**Problem to solve**: Copy every line of the records below verbatim, and leave the pictures out of your answer.

* BEGIN Data to use *

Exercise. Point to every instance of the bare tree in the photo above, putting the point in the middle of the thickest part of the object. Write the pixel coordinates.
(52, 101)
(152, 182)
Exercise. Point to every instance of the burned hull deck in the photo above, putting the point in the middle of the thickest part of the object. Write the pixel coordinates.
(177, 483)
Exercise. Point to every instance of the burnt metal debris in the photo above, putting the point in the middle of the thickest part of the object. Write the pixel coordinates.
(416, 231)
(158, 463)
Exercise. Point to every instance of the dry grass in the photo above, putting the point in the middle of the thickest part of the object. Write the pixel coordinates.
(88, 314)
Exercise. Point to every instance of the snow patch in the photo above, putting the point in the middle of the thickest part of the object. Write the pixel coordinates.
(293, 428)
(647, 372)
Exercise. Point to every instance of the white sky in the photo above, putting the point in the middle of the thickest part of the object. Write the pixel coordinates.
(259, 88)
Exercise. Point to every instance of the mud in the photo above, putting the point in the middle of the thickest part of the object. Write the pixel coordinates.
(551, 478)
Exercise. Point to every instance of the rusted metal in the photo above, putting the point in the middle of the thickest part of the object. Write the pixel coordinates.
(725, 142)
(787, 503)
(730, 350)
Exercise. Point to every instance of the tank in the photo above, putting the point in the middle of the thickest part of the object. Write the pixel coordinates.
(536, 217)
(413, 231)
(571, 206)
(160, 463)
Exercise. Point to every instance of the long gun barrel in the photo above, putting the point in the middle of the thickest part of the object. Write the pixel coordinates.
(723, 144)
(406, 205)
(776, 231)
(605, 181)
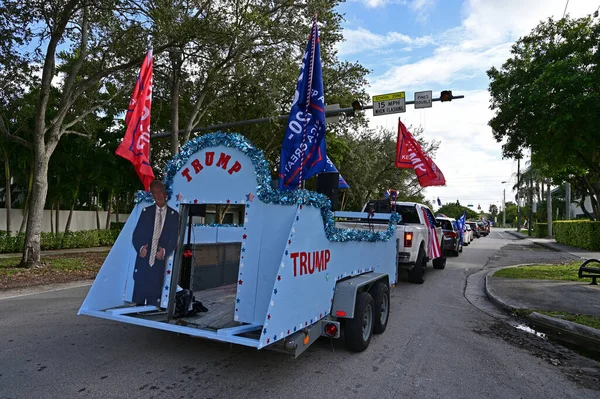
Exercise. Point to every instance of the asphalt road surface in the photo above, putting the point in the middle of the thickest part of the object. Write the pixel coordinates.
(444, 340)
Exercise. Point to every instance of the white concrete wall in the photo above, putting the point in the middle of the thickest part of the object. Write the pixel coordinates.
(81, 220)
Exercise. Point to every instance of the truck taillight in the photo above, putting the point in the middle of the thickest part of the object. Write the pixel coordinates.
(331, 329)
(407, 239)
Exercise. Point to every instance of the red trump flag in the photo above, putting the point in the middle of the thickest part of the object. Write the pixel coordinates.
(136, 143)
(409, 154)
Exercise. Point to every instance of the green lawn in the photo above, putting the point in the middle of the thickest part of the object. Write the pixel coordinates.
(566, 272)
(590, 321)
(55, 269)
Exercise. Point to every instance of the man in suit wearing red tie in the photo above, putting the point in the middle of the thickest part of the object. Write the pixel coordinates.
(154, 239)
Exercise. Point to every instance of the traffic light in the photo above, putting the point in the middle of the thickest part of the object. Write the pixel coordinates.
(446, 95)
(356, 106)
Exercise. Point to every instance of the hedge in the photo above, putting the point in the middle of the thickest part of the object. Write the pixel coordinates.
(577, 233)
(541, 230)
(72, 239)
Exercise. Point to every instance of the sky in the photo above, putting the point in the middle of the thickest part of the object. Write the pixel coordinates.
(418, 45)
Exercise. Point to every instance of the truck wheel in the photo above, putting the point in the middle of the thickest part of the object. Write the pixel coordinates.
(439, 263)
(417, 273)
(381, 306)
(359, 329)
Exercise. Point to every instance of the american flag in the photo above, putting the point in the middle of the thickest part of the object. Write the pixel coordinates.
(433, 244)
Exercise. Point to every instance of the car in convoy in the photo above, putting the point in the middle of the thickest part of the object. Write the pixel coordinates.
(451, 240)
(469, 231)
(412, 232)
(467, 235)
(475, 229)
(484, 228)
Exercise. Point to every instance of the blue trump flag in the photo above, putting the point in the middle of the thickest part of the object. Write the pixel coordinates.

* END Data to use *

**Result for this exercise**:
Exercise. Point to every instance of the bare tree in the photo above, putting the point in the middle of the thickest part of the object. Write the pixel coordinates.
(52, 101)
(152, 182)
Exercise. Point to every instance of the burned hull deck in the photo above, putting the point in the middle of the thickest part of the object. Write the pixel coordinates.
(177, 483)
Exercise. Point to every instance of the burnt metal debris in the photo above, putting the point in the middle of the thickest part of the object. Write the pixel coordinates.
(416, 231)
(158, 463)
Exercise. Point to every instance of the dry grass in the photo above, putting the point in the middle of the thickest part of the object. Write the pixel coordinates.
(88, 314)
Exercise. Point to every instance of the snow patch in the photo above, putting the point in the middle of the thickest part of the object. Write the pixel coordinates.
(293, 428)
(647, 372)
Exercise. Point to every instance of the white sky in the photo above, putting the point in the middle of the thickest part of the object. Write the pixel coordinates.
(259, 88)
Exercise. Point to every instance of the mud in the photo above, putting the point in the middle of the thickest part of the object. Write the pixel coordinates.
(551, 478)
Exercise. Point to every instance of the rusted metal in the photo above, putting the point in the middle of the thickest part of the object. Write the pixel coordinates.
(725, 142)
(787, 503)
(730, 350)
Exercise. Point to every instance of the tank in the photo above, putting the point in the middle of the thickest part of the object. Write the pixel coordinates.
(536, 217)
(413, 231)
(571, 206)
(160, 463)
Exercise. Point to every instance of the long gun barrel in the photo above, putting the point in the middle of the thickest part of the object. Write the pixel coordinates.
(723, 144)
(406, 205)
(776, 231)
(605, 181)
Exercise. Point to every instance of the asphalt road surface in the photo above, putting the point in the middle of the thickest part of the object. Write the pixel coordinates.
(444, 340)
Exercise. Point to every instance of the white concrete wall in the photo above, putting the point in the middle of the thickest part of the object. Write the pixel coordinates.
(81, 220)
Exercise. Point to every instance of the truck taillight in the photo above, putting the point in the middle of the thickest part of the object. Write the pixel coordinates.
(331, 329)
(407, 239)
Exercise. Point to every instance of the red trump flag in the photo above, putting the point in the middle of the thickest part of the object. Write the pixel coordinates.
(136, 143)
(409, 154)
Exercise. Point to every instance of the green lawn in the photo above, putting the point in the middle of the thickest part of the object. Write the pixel coordinates.
(566, 272)
(590, 321)
(55, 269)
Exercise. Point to every instance of the man in suit wearing red tie in the photo above, putting the point in the middle of the thickest part of the object. Write the pixel coordinates.
(154, 239)
Exercise. Point to every instance of the traffic light in the photo above, putting the point in the middle of the thickest part of the object. Write the pixel coordinates.
(446, 95)
(356, 106)
Exercise. Point to every instance of the hedge in the photo above, putting the point in the middle of the thickest part of the object. Write the pixel coordinates.
(577, 233)
(541, 230)
(72, 239)
Exercise. Point to every instance of the sky in the photo above, putting the point in the middle of the thickest part of the object. Write the pixel coordinates.
(418, 45)
Exercise. Point to every instance of the truck wheel in the photo above, putting the point in the middle of the thickest part of the object. Write the pixel coordinates.
(439, 263)
(417, 273)
(381, 306)
(359, 329)
Exercise. Point to every instance of the american flag in the photo above, putting the point in the middle of the thickest part of the object. Write the pixel coordinates.
(433, 244)
Exercise. Point to every instance of the car in convoy in the photo above, putting the point in the middle of the thickest part of the object. Write the pixel coordinates.
(451, 240)
(469, 231)
(412, 232)
(467, 235)
(475, 229)
(484, 228)
Exercise. Point to every instance of the blue trump flag in the photo above, putting the point in the middle of the thickest part of the object. Write the pixel coordinates.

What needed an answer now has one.